Problem to work on » Each entry below should be echoed exactly, with pictures omitted.
┄┄┄┄┄┄
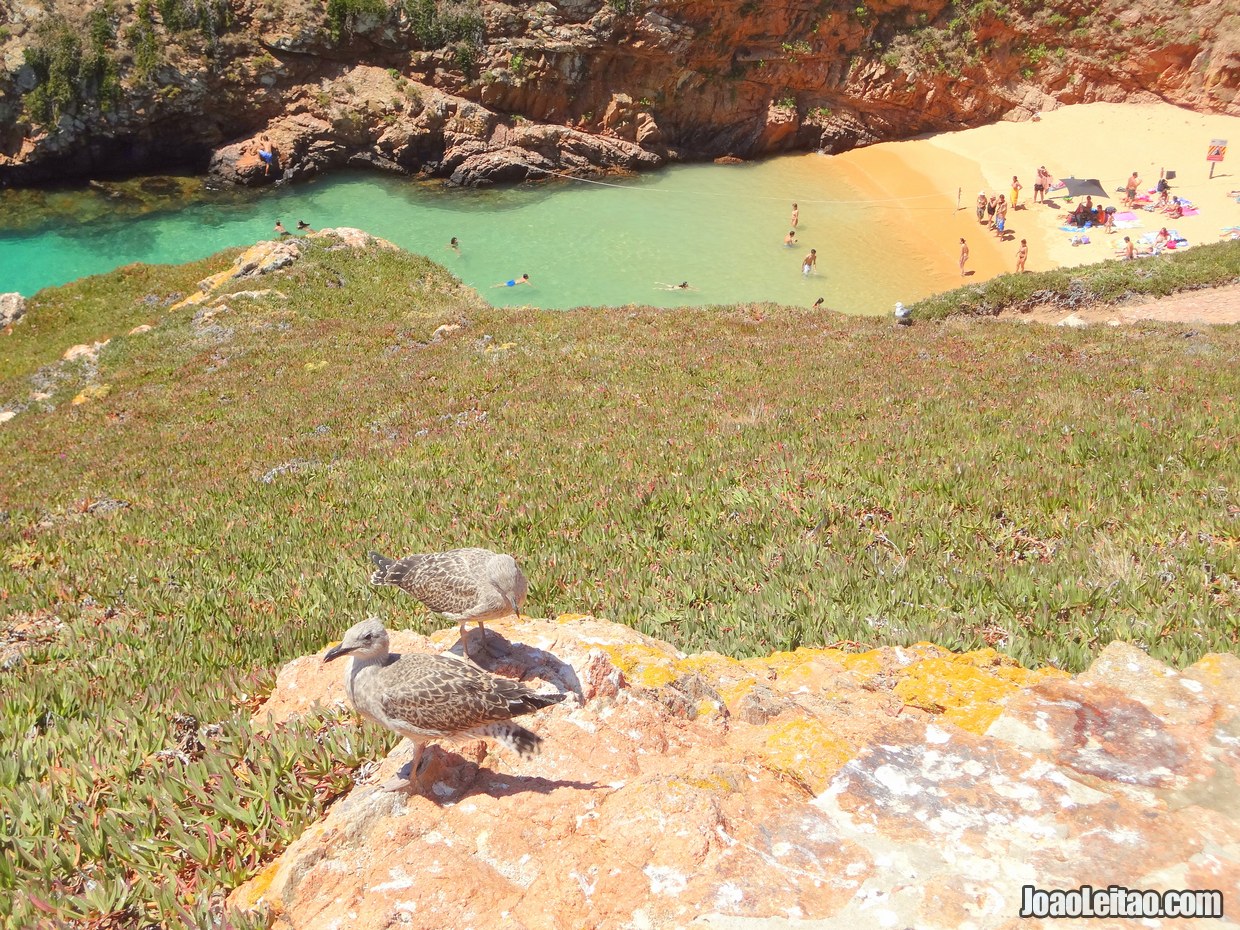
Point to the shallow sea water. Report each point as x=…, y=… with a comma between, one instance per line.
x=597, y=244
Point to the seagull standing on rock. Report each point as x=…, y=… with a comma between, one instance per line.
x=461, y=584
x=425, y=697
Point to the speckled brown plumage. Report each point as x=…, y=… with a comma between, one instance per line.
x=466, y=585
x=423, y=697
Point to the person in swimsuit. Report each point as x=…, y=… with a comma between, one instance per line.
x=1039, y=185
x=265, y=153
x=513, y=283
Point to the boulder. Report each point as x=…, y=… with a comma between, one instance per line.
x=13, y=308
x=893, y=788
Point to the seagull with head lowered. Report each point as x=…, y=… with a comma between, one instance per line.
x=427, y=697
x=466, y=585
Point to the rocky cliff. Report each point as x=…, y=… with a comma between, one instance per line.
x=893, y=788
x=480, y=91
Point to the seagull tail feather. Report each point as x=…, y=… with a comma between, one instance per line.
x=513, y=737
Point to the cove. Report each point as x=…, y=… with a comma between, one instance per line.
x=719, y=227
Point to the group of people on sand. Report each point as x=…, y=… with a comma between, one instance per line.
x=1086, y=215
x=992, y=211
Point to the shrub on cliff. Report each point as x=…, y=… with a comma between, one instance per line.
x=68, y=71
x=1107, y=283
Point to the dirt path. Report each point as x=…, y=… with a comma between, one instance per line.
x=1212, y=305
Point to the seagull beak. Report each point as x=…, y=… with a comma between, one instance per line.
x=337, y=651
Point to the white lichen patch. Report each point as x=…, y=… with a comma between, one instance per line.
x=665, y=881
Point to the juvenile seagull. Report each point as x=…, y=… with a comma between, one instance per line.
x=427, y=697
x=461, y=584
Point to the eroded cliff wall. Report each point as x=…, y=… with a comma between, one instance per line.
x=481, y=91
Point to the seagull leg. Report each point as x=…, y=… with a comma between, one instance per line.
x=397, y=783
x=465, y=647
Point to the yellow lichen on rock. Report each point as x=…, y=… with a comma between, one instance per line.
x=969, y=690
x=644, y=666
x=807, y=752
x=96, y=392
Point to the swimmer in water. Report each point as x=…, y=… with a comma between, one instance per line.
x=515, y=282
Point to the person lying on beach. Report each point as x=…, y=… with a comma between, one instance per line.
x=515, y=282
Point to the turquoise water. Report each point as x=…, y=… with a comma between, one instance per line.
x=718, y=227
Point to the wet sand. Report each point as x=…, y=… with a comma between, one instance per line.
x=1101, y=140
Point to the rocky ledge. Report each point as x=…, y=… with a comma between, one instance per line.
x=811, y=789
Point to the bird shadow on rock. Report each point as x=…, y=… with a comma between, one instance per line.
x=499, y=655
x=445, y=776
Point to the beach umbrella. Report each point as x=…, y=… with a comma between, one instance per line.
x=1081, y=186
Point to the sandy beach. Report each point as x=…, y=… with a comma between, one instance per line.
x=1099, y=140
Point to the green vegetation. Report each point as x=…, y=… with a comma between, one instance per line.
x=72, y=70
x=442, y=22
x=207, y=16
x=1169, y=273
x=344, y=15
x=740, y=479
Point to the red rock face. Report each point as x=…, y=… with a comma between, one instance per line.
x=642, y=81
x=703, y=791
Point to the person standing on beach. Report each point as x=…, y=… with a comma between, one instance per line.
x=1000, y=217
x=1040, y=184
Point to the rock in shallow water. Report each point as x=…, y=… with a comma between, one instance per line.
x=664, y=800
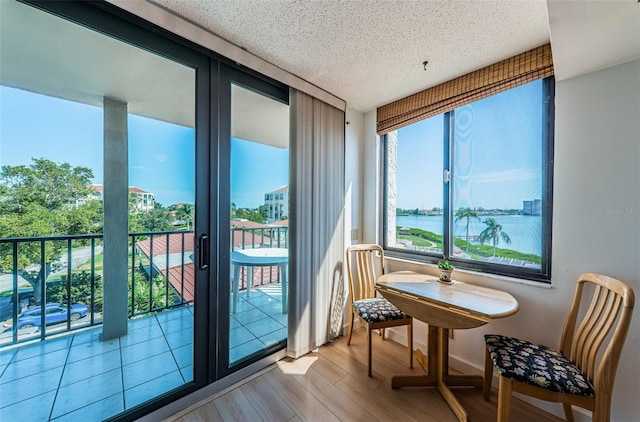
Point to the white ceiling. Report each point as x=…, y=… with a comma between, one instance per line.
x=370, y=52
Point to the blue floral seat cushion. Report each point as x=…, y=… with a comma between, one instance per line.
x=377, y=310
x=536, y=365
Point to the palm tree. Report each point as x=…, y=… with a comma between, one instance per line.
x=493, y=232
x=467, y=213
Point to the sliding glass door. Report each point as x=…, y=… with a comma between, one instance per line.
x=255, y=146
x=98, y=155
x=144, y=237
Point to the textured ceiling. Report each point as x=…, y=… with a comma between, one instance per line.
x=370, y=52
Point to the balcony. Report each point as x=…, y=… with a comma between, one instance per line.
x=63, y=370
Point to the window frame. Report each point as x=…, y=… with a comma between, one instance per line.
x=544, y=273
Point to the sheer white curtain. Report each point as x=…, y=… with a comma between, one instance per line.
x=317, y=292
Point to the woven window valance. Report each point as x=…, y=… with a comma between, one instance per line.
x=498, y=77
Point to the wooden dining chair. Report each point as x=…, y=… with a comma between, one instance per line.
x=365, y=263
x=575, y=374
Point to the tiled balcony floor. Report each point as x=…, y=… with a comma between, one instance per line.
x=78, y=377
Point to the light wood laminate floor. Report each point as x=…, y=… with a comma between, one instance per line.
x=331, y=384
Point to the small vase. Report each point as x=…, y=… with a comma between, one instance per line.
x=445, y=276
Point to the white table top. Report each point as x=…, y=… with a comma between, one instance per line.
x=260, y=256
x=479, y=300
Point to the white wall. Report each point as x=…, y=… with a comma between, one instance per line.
┄┄┄┄┄┄
Output for this task »
Point to the shallow sea water. Report each point as x=…, y=… with a comma between, one instance per line.
x=597, y=244
Point to the seagull standing on rock. Report each point as x=…, y=… with a comma between, one instance per line.
x=461, y=584
x=425, y=697
Point to the speckled brown plumage. Report each point as x=…, y=… with a comma between, one instance per line.
x=466, y=585
x=423, y=697
Point to the person in swimsuit. Report each point as x=…, y=… with a comma between, one instance per line.
x=1039, y=185
x=265, y=153
x=513, y=283
Point to the boulder. Report each point as x=…, y=… with a comma between, one instance per line.
x=13, y=308
x=893, y=788
Point to the seagull with head lowered. Report each point as x=…, y=… with a comma between, one instance per line.
x=427, y=697
x=466, y=585
Point to the rocky cliff. Report each point as x=…, y=… with a comma between, one instance per line.
x=893, y=788
x=480, y=91
Point to the seagull tail feather. Report each point as x=…, y=… with a comma between, one instance per line.
x=513, y=737
Point to the cove. Report each point as x=…, y=… with a comma between, one instance per line.
x=719, y=227
Point to the group of people on sand. Report each point as x=…, y=… with a comma between, one instance per line.
x=1086, y=215
x=992, y=211
Point to the shrub on cliff. Report each point as x=…, y=… with a comma between, one instance per line.
x=68, y=71
x=1107, y=283
Point to the dirt path. Report each point as x=…, y=… with a comma between, one instance per line.
x=1212, y=305
Point to the seagull beak. Report each point as x=…, y=… with a comma between, one instance per line.
x=337, y=651
Point to the white lichen patch. Report each point as x=…, y=… with a comma between, one instance per line.
x=665, y=881
Point to the juvenile seagull. Report each point as x=…, y=… with a comma between, one instance per line.
x=427, y=697
x=461, y=584
Point to the eroded cliff wall. Report each point as x=…, y=… with a comma between, one instance per line.
x=481, y=91
Point to the seagull leg. Report each point as x=…, y=… with a comma between, one instance per line.
x=397, y=783
x=465, y=647
Point to the yellow lichen on rock. Report each point as x=…, y=… with a comma between, one instance per line.
x=969, y=690
x=644, y=666
x=807, y=752
x=96, y=392
Point to the swimmer in water. Report each point as x=…, y=… with a comma between, one instance per line.
x=515, y=282
Point to the person lying on beach. Report each point as x=…, y=… with a comma between, one instance per line.
x=515, y=282
Point to the turquoise water. Report each point as x=…, y=… with a comma between, one instance per line.
x=718, y=227
Point to the wet sand. Report each point as x=…, y=… with a comma between, one instance per line.
x=1101, y=140
Point to the rocky ledge. Report each point as x=…, y=… with a comma between, one instance per line.
x=811, y=789
Point to the bird shadow on rock. Report each point as x=…, y=… with a comma between, one instance per line.
x=499, y=655
x=445, y=776
Point to the beach umbrella. Report each point as x=…, y=… with a comma between, one instance per line.
x=1081, y=186
Point to the sandy beach. Report each point as x=…, y=… with a comma between, one instance per line.
x=1099, y=140
Point to the green vegetation. Report each point as x=…, y=… with a comma between, one instance per line.
x=72, y=70
x=442, y=22
x=207, y=16
x=1169, y=273
x=344, y=15
x=740, y=479
Point to the red rock face. Report each point as x=…, y=… with a comma between, one instance per line.
x=642, y=81
x=703, y=791
Point to the person standing on beach. Report each point as x=…, y=… with a comma between, one instance per line.
x=1000, y=217
x=1040, y=184
Point to the rock in shallow water. Report each point as x=…, y=… with a comma between, one instance per line.
x=664, y=800
Point to the white ceiling. Report each point as x=…, y=… with a comma between, one instance per line.
x=370, y=52
Point to the blue floral seat cushion. Report each point as x=…, y=… with a comma between, one instance per line.
x=377, y=310
x=536, y=365
Point to the palm tree. Report each point as x=…, y=… with a comma between, one instance per line.
x=493, y=232
x=467, y=213
Point to the sliding glass door. Report each point as x=…, y=… with a comma between, one instance per line.
x=255, y=146
x=98, y=155
x=144, y=237
Point to the textured ceiling. Report each point as x=…, y=… with a comma between, one instance per line.
x=370, y=52
Point to the balcony. Report each point as x=…, y=… with a comma between, one instance per line.
x=63, y=370
Point to the window frame. Report each point as x=…, y=… with a comma between, one instance per line.
x=544, y=273
Point to the sheer white curtain. Report each point as x=…, y=… with a comma between, one instance per line.
x=317, y=292
Point to the woven window valance. Report each point as x=…, y=… with a comma between, one instance per line.
x=498, y=77
Point to the wooden dining chair. Report each point as x=…, y=… with a comma between, one instance per line.
x=365, y=263
x=575, y=374
Point to the tiled balcony floor. Report each point as x=…, y=… with a comma between, one instance per line.
x=78, y=377
Point to the light wood laminate floor. Report each point as x=…, y=… with a comma between, one instance per line.
x=331, y=384
Point to the small vase. Report each point as x=…, y=… with a comma between, one instance per line.
x=445, y=276
Point to the white table top. Report each point as x=…, y=… with a comma between, one instance per line.
x=260, y=256
x=479, y=300
Point to the white wall. Report each point as x=…, y=… with a comma between, one instance per line.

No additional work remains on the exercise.